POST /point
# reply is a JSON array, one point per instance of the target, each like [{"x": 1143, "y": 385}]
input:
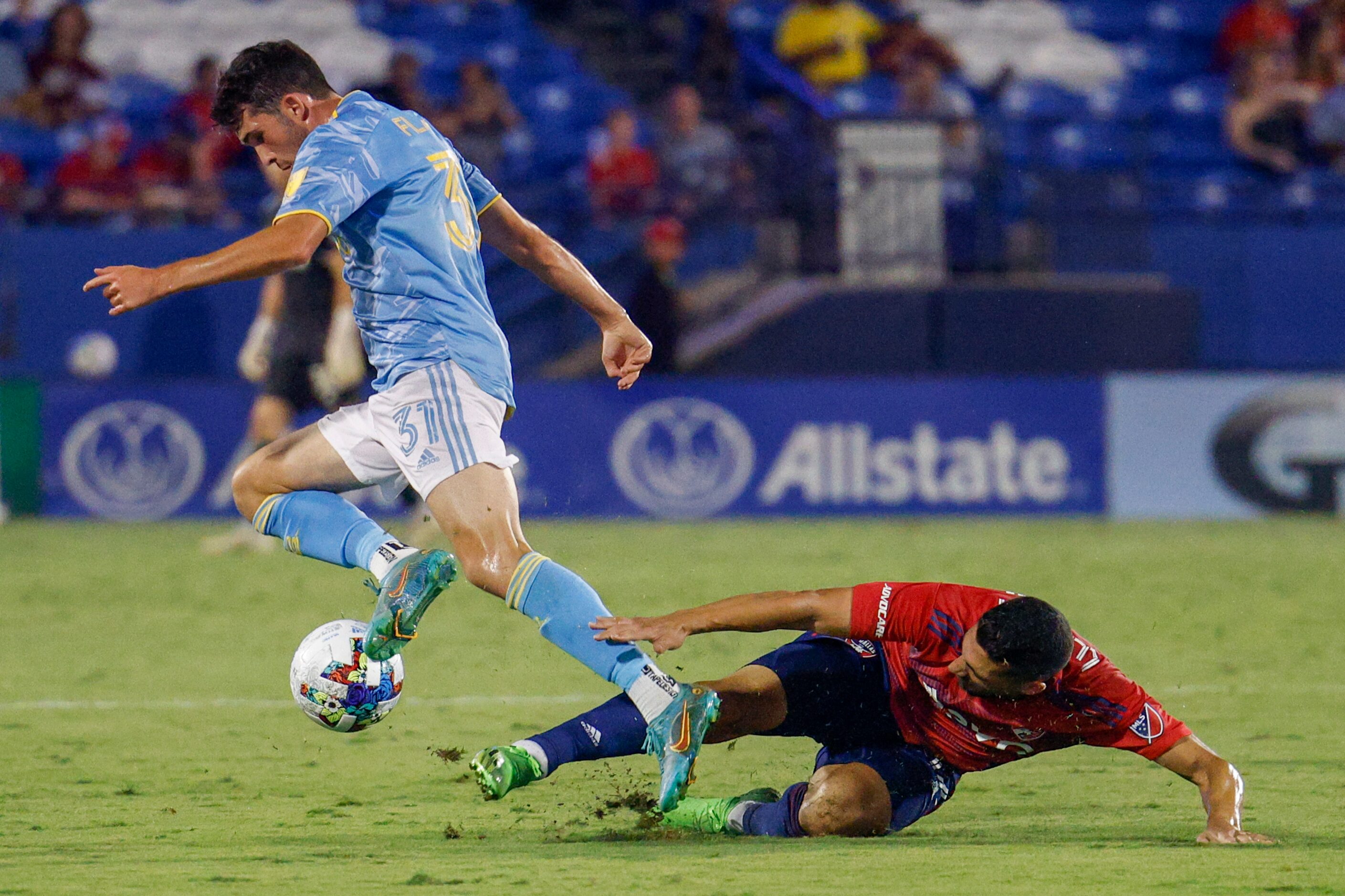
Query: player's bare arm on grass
[
  {"x": 825, "y": 611},
  {"x": 626, "y": 350},
  {"x": 1220, "y": 790},
  {"x": 287, "y": 244}
]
####################
Problem description>
Copy the lines above character for character, leaving the picture out.

Correct output>
POST /point
# reply is a JSON array, one point per instance of the target, each like [{"x": 1143, "y": 385}]
input:
Query: player's bare arm on grass
[
  {"x": 825, "y": 611},
  {"x": 626, "y": 350},
  {"x": 1220, "y": 790},
  {"x": 287, "y": 244}
]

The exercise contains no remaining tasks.